TEXT DER SEITE ->
# # # # #
Regensburger Tagebuch

Notizen von der nördlichsten Stadt Italiens

Samstag, 12. Januar 2013

Historisches Regensburg: 8 Meter Darstellung der Stadt 1630

Das ist ein absolutes Schmankerl für jeden Regensburger: die zwei Rollen aus dem Jahre 1630 mit der Nordansicht der Stadt Regensburg, jede 4 m breit und 40 cm hoch. Der Titel ist bei heutigem Sprachgebrauch missverständlich:

"Abriss der Stadt Regensburg", 

oder "Abriss der Stadt Regensburg östlich und westlich der Steinernen Brücke", wobei mit Abriss nur die "Ansicht" gemeint ist.

Vielleicht haben Sie schon die Replik im Salzstadel gesehen, wo die einzelnen Abschnitte vergrößert dargestellt sind.



Ein Abschnitt aus dem "Abriss der Stadt Regensburg",
hier 2. Rolle, westlicher Teil, westlich der Oswaldkirche, Image 3.5

Die Originalrollen liegen in der Bayerischen Staatsbibliothek in München. Im Internet gibt es schon seit Jahren hochauflösende Scans. Man kann sie u.a. bei Wikimedia finden, wo Bilder für Wikipedia-Artikel gehortet werden.

Ich habe diese Bilder oft angesehen und studiert, mit Bekannten die Details diskutiert und mit googleEarth-Ansichten verglichen. Außerdem habe ich im Jahre 2009 mit Fotodokumentationen der Strecke begonnen, ferner arbeite ich an einer Gigapixel-Bildmontage3. Und ich bin durchaus noch nicht fertig damit, die Details zu studieren und die Bezüge zu recherchieren, so spannend sind die Bilder.
# # # # #
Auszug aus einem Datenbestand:
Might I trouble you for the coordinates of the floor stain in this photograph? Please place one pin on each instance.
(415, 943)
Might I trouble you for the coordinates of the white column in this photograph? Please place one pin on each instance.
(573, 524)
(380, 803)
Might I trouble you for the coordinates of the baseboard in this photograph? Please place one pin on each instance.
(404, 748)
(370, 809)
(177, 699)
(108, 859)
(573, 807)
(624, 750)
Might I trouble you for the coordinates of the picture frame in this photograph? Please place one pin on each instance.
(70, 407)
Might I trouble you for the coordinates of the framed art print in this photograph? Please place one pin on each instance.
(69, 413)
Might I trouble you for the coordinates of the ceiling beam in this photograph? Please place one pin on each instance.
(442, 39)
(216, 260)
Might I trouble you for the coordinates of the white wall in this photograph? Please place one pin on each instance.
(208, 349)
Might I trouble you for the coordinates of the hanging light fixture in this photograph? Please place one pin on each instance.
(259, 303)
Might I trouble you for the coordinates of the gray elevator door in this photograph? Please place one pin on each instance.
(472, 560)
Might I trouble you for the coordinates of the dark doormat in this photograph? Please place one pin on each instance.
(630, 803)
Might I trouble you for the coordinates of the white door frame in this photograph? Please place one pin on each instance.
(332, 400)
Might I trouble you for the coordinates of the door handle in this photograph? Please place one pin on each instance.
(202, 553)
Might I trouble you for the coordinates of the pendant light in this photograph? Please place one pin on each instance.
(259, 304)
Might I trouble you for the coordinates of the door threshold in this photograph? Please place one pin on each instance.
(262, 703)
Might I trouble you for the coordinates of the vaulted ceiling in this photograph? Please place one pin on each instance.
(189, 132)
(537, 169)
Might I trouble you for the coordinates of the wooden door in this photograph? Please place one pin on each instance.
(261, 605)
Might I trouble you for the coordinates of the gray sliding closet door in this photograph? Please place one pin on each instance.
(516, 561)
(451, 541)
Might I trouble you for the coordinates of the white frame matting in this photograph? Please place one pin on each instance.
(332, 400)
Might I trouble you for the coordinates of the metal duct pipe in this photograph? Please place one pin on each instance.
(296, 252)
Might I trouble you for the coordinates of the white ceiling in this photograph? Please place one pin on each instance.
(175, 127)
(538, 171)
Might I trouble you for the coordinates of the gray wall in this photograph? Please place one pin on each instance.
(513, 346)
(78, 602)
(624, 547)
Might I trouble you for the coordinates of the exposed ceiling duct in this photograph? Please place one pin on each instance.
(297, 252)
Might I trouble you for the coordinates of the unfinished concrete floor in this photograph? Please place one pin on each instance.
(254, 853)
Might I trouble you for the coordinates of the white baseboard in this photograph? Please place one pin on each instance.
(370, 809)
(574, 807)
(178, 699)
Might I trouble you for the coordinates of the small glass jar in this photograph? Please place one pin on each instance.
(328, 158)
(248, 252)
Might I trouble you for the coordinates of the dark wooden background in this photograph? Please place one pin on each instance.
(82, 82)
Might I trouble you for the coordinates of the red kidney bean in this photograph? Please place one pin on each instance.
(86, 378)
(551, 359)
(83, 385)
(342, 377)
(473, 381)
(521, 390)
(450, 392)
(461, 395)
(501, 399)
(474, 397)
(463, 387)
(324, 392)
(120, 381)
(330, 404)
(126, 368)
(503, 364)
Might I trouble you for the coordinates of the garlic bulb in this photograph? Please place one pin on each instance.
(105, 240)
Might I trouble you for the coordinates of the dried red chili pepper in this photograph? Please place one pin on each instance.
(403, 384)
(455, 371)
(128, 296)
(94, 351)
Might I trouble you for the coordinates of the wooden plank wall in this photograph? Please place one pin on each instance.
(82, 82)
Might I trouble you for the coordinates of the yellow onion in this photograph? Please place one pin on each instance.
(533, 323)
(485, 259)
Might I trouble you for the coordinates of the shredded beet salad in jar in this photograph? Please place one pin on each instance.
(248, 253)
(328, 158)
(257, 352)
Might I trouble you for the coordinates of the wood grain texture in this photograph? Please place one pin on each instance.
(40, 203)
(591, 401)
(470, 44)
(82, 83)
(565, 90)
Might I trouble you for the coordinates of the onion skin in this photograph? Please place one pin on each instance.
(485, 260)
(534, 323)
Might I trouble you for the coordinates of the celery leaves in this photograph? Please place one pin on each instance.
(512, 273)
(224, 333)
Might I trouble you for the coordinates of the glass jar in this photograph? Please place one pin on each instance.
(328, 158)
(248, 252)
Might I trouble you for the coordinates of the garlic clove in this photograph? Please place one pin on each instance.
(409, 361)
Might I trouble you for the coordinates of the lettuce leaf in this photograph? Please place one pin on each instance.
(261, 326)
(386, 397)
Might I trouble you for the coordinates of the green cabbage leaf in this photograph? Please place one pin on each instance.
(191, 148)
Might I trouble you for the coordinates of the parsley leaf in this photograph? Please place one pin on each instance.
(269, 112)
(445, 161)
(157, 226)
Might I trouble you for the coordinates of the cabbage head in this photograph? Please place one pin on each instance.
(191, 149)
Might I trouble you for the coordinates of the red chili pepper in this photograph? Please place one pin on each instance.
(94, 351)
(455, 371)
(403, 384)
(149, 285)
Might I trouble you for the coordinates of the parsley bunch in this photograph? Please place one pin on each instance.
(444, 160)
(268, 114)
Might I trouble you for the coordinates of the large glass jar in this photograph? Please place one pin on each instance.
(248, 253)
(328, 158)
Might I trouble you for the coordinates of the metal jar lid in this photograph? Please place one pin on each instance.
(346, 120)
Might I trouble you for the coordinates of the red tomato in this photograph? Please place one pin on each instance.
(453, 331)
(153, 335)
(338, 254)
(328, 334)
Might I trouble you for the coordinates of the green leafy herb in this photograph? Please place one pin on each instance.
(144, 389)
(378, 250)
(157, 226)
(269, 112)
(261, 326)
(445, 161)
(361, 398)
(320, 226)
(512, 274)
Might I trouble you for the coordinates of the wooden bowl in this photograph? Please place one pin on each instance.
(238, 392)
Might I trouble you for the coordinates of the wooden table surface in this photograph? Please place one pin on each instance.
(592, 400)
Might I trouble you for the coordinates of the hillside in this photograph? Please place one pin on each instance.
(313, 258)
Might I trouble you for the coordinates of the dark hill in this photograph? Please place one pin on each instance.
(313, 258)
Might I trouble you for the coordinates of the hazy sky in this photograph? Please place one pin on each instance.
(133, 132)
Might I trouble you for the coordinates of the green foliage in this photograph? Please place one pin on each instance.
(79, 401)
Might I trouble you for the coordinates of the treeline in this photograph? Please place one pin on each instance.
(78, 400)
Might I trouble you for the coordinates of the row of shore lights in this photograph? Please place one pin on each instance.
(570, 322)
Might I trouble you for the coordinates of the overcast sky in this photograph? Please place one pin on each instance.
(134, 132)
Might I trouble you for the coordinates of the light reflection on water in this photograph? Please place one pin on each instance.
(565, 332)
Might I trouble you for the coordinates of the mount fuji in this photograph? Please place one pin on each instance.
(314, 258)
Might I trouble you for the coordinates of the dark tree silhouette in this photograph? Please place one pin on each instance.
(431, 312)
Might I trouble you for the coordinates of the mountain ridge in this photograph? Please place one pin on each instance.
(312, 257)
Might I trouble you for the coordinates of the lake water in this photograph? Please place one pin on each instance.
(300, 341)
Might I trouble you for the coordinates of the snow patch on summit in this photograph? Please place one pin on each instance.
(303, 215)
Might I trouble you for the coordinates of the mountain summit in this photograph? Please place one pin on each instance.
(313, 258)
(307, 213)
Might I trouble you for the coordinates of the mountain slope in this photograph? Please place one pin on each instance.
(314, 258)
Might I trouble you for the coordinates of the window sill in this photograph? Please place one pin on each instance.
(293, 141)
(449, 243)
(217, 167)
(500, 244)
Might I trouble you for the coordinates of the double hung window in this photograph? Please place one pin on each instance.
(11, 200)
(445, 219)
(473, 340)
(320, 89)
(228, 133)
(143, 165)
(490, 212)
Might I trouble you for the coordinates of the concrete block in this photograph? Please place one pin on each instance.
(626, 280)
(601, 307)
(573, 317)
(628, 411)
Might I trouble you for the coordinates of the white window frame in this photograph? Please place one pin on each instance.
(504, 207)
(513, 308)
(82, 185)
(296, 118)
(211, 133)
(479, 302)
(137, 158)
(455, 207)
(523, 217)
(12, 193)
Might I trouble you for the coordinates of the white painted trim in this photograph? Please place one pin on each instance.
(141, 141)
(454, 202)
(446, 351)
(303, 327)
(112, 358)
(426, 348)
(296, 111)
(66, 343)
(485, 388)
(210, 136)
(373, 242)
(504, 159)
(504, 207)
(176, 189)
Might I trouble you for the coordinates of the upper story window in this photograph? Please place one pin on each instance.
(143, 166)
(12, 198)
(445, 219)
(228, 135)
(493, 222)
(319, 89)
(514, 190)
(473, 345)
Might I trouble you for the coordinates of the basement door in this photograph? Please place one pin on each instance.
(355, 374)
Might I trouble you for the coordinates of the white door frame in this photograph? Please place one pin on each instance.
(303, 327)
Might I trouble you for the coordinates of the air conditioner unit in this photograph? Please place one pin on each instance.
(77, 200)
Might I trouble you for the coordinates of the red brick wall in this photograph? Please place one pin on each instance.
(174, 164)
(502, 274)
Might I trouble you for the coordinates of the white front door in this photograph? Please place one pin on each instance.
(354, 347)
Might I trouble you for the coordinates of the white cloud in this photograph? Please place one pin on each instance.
# # # # #
ZU BEARBEITENDE AUFGABE -> Zitiere aus dem Beitrag über die Regensburger Stadtansicht von 1630 wortgetreu den Abschnitt von „Das ist ein“ bis einschließlich „vergrößert dargestellt sind.“. Die Datensätze werden hier nicht gebraucht.

VOLLSTÄNDIGE ANTWORT ->
Das ist ein absolutes Schmankerl für jeden Regensburger: die zwei Rollen aus dem Jahre 1630 mit der Nordansicht der Stadt Regensburg, jede 4 m breit und 40 cm hoch. Der Titel ist bei heutigem Sprachgebrauch missverständlich:

"Abriss der Stadt Regensburg", 

oder "Abriss der Stadt Regensburg östlich und westlich der Steinernen Brücke", wobei mit Abriss nur die "Ansicht" gemeint ist.

Vielleicht haben Sie schon die Replik im Salzstadel gesehen, wo die einzelnen Abschnitte vergrößert dargestellt sind.